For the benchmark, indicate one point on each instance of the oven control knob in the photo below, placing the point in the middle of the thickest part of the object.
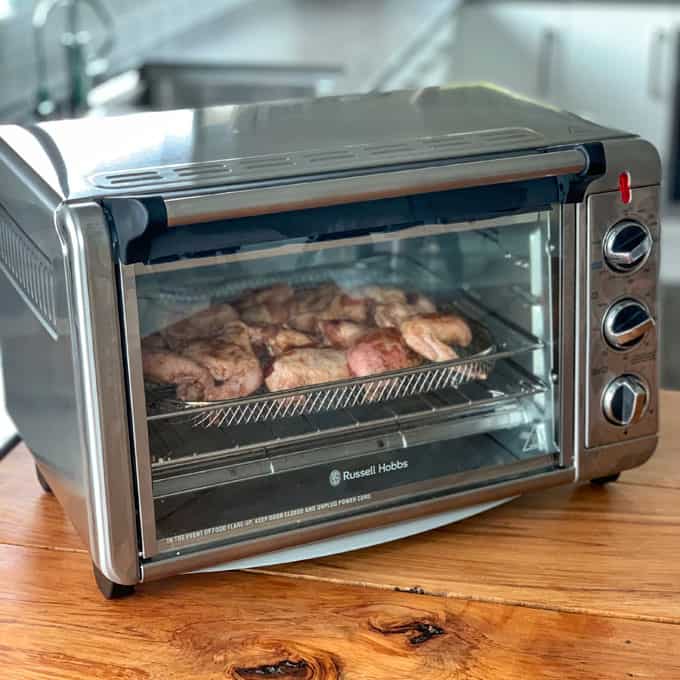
(627, 246)
(625, 400)
(626, 323)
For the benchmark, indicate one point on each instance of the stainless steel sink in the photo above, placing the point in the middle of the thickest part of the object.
(175, 85)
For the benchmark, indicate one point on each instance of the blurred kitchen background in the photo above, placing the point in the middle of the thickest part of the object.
(613, 62)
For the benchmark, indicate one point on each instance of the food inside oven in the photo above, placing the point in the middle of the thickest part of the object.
(438, 340)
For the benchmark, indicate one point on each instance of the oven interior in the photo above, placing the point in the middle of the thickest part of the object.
(282, 457)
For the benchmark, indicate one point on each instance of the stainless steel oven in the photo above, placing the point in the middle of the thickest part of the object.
(256, 333)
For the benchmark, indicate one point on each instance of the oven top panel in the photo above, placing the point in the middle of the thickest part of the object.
(151, 153)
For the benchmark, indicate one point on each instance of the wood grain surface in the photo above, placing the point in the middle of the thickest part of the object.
(249, 627)
(567, 583)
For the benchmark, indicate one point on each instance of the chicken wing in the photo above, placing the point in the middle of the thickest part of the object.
(431, 335)
(391, 314)
(342, 334)
(230, 359)
(170, 368)
(306, 366)
(379, 351)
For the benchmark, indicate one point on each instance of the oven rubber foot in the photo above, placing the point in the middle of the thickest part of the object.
(42, 481)
(109, 589)
(608, 479)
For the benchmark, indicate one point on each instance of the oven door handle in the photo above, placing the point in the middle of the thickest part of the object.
(301, 195)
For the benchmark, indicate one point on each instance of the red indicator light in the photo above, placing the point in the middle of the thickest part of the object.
(624, 188)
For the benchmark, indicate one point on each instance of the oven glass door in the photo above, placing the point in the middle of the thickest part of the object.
(280, 386)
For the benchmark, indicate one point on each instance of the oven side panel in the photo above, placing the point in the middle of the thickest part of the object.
(35, 337)
(633, 447)
(100, 390)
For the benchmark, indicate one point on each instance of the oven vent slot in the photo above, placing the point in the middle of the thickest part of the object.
(201, 170)
(265, 163)
(329, 156)
(364, 155)
(30, 272)
(133, 178)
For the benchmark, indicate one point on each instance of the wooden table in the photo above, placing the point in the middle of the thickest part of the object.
(576, 582)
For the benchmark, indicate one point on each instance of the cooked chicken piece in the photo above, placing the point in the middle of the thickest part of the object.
(260, 334)
(279, 339)
(286, 338)
(170, 368)
(346, 307)
(342, 334)
(264, 306)
(208, 323)
(391, 315)
(432, 334)
(231, 362)
(379, 351)
(306, 366)
(383, 295)
(265, 313)
(308, 304)
(153, 342)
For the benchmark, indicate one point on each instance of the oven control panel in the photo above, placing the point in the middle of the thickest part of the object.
(621, 348)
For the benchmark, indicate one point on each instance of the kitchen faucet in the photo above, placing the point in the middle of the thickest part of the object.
(82, 65)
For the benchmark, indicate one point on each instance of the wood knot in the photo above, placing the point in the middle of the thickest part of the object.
(277, 662)
(416, 632)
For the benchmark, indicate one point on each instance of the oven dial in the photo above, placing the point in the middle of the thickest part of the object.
(626, 323)
(625, 400)
(627, 246)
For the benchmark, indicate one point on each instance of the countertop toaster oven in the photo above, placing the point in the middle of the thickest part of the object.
(254, 333)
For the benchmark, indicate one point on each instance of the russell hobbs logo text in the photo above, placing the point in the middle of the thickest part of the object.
(337, 476)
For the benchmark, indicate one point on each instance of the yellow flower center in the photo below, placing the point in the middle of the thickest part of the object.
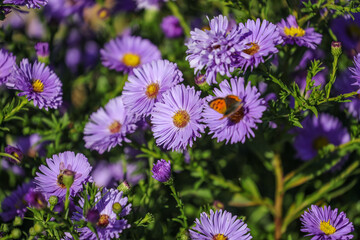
(327, 228)
(219, 237)
(320, 142)
(152, 90)
(294, 31)
(253, 49)
(181, 119)
(103, 220)
(131, 60)
(38, 86)
(115, 127)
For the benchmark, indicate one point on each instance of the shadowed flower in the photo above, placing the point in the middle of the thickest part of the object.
(109, 224)
(318, 132)
(240, 125)
(126, 53)
(176, 119)
(7, 63)
(216, 50)
(220, 225)
(50, 178)
(292, 33)
(15, 204)
(171, 27)
(162, 170)
(147, 85)
(260, 43)
(108, 126)
(39, 83)
(326, 224)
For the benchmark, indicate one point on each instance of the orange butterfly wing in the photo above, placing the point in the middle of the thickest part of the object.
(219, 105)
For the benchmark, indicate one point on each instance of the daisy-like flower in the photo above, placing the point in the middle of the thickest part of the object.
(15, 204)
(326, 224)
(317, 132)
(50, 178)
(162, 170)
(220, 225)
(28, 3)
(108, 126)
(39, 83)
(292, 33)
(109, 225)
(216, 50)
(148, 84)
(176, 119)
(261, 42)
(126, 53)
(7, 63)
(240, 125)
(356, 71)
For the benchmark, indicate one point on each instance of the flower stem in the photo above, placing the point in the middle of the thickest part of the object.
(180, 205)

+-------+

Can you convert the lines from the one containing "of the shadowed" through the end of the entries, inclusive, into a Markdown table with the columns Row and Line, giving each line a row number and skipping blank lines?

| Row | Line |
|---|---|
| 1 | For the benchmark, indicate one point on each instance of the shadowed flower in the photo above, placing the point in the middle of the thickest part of the object. |
| 2 | (109, 224) |
| 3 | (318, 132) |
| 4 | (240, 125) |
| 5 | (126, 53) |
| 6 | (176, 119) |
| 7 | (7, 63) |
| 8 | (216, 50) |
| 9 | (220, 225) |
| 10 | (50, 178) |
| 11 | (292, 33) |
| 12 | (15, 204) |
| 13 | (171, 27) |
| 14 | (162, 170) |
| 15 | (147, 85) |
| 16 | (260, 43) |
| 17 | (108, 126) |
| 18 | (39, 83) |
| 19 | (326, 224) |
| 20 | For the benchmark, indicate one point on each instance of the orange butterfly wing in the photo above, placing the point in the middle of the thickest part of the object. |
| 21 | (219, 105) |
| 22 | For the benchmark, indicate one point on each instance of the daisy-like flower in the photo above, placing the point in the middle of the thickest part of the object. |
| 23 | (15, 204) |
| 24 | (326, 224) |
| 25 | (317, 132) |
| 26 | (50, 178) |
| 27 | (162, 170) |
| 28 | (220, 225) |
| 29 | (28, 3) |
| 30 | (108, 126) |
| 31 | (39, 83) |
| 32 | (292, 33) |
| 33 | (109, 225) |
| 34 | (216, 50) |
| 35 | (148, 84) |
| 36 | (176, 119) |
| 37 | (261, 42) |
| 38 | (126, 53) |
| 39 | (7, 63) |
| 40 | (240, 125) |
| 41 | (356, 71) |
| 42 | For the benchmark, indicate one point on each instance of the flower stem in the photo above, placing the point in the middle of the thickest part of the object. |
| 43 | (180, 205) |